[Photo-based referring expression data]
§ §

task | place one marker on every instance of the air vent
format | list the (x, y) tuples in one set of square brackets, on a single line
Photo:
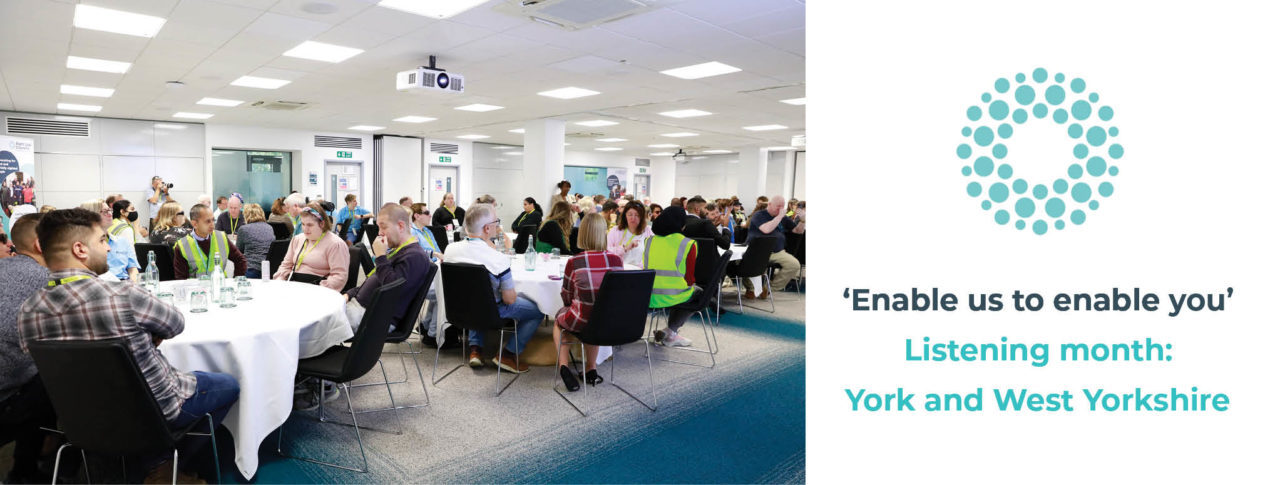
[(338, 142), (280, 105), (448, 149), (30, 126)]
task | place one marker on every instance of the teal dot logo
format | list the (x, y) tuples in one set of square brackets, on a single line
[(1087, 173)]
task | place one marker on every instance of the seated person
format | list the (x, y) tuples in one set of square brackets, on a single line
[(193, 255), (71, 309), (583, 277), (23, 403), (398, 256), (318, 255), (481, 224), (671, 254), (556, 229)]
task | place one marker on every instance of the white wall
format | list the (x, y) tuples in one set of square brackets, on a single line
[(306, 156)]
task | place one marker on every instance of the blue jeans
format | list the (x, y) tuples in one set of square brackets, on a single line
[(526, 315)]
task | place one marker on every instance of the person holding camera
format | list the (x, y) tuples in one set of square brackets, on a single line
[(158, 195)]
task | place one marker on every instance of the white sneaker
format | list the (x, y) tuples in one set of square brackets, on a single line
[(673, 339)]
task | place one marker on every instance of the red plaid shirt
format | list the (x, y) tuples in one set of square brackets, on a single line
[(583, 277)]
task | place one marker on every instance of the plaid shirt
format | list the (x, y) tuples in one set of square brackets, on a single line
[(94, 310), (583, 277)]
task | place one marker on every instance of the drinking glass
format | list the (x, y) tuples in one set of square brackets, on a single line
[(199, 300)]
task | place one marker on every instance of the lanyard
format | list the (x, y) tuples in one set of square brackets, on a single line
[(202, 262), (391, 255), (68, 279)]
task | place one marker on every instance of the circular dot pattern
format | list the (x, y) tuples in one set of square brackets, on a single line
[(1040, 96)]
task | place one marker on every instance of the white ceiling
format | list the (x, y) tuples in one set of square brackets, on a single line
[(506, 62)]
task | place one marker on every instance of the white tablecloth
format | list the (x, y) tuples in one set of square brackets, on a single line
[(259, 343)]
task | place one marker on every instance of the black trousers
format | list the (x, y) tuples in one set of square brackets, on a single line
[(21, 417)]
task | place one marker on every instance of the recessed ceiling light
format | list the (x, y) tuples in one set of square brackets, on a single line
[(96, 18), (479, 108), (263, 83), (218, 101), (87, 91), (71, 106), (568, 92), (702, 71), (432, 8), (684, 113), (97, 64), (327, 53), (414, 119)]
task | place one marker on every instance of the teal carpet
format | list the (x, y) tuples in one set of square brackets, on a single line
[(741, 425)]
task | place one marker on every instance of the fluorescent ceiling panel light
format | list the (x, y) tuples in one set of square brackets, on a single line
[(702, 71), (218, 101), (71, 106), (87, 91), (321, 51), (568, 92), (414, 119), (97, 64), (263, 83), (96, 18), (684, 113), (432, 8), (479, 108), (764, 127)]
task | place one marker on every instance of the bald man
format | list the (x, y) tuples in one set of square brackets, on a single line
[(773, 222)]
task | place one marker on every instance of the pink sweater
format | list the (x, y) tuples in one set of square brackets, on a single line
[(329, 259)]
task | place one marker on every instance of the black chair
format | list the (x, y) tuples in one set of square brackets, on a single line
[(122, 417), (440, 236), (469, 303), (755, 262), (164, 259), (521, 242), (403, 329), (275, 255), (282, 230), (617, 319), (343, 365)]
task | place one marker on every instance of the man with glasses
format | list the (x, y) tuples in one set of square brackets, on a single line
[(481, 224)]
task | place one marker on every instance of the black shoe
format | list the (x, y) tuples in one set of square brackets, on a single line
[(570, 379), (593, 378)]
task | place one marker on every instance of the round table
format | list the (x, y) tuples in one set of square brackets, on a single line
[(259, 342)]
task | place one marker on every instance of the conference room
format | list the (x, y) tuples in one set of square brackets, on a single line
[(402, 241)]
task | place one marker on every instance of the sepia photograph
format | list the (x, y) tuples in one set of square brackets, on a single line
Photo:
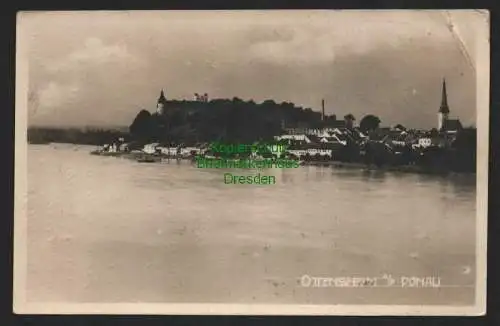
[(251, 162)]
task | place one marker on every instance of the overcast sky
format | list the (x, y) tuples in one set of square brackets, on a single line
[(101, 68)]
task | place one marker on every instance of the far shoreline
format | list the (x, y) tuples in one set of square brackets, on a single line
[(411, 169)]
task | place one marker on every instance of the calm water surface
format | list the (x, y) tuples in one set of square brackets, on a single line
[(113, 230)]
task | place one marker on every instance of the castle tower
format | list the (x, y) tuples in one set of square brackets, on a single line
[(322, 110), (444, 110), (160, 105)]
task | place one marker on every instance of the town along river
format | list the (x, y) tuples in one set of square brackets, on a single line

§ §

Beginning at the line that contains "task | place one marker on every instance of the far" and ending at the last line above, copy each line without any change.

task | place one marker on every instance of the far shoreline
format | list the (x, y) tuples in one set of square brackets, on a single line
[(411, 169)]
task | place one marker on every instance of the calm water surface
format | list the (x, y) tuples in one set of square brackets, on a single line
[(113, 230)]
task | place one marker on every instance of the castle tower
format | list the (x, y) tuples in one set of square brackets, on a single line
[(322, 110), (444, 110), (160, 105)]
task | place one marker on every instance of the town along river
format | list the (x, y) tuples in one set of square brackets, on a single line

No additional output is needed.